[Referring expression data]
-------

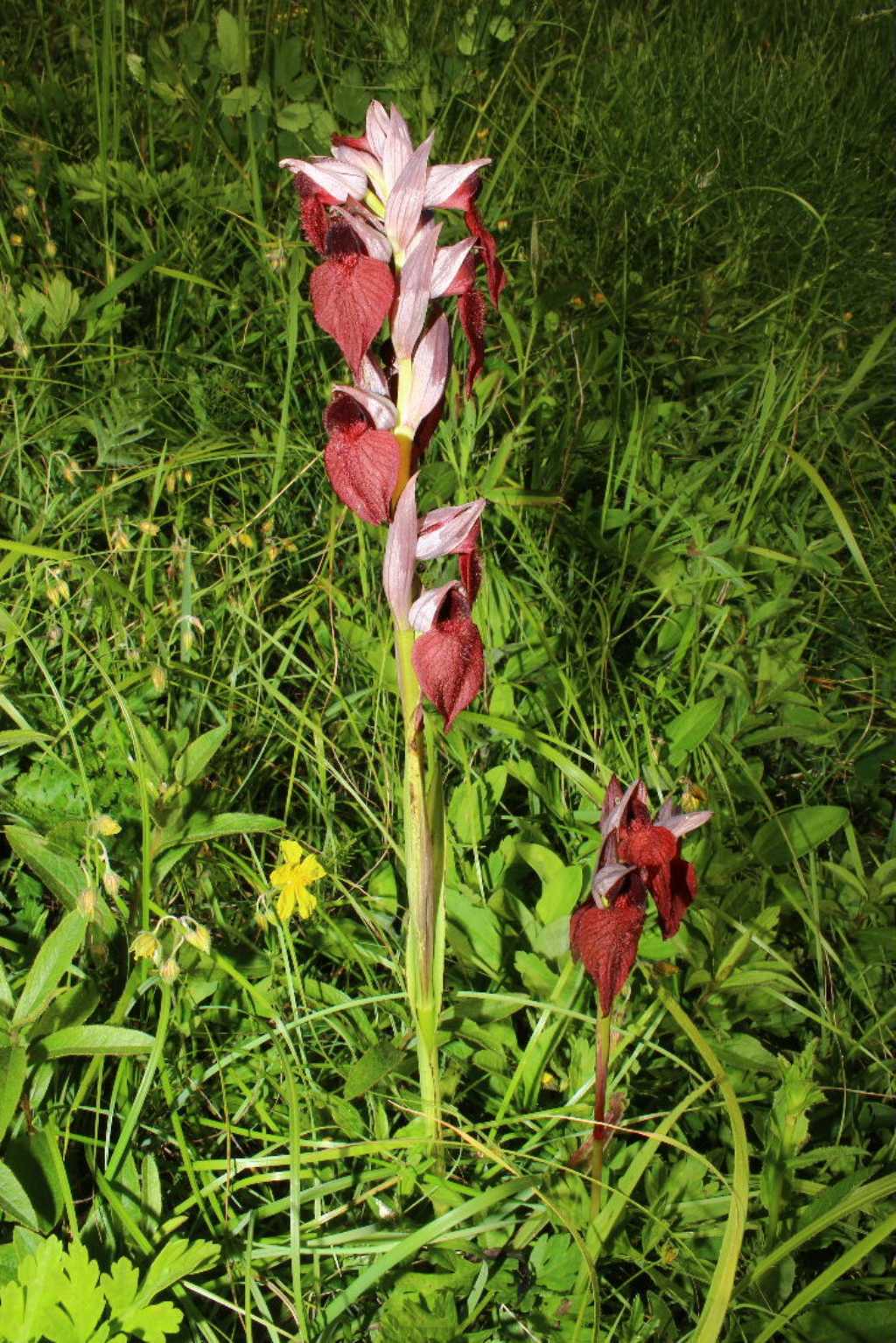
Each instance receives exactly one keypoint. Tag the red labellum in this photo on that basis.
(352, 296)
(606, 943)
(451, 665)
(361, 462)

-------

▶ _Directions for this task_: Please copy the records above word for word, omitting every picture.

▶ _Answer for this exercise_:
Each instance receives exactly one keypoint. Tag the red labellum in this photo on that basis.
(352, 296)
(606, 943)
(451, 665)
(361, 462)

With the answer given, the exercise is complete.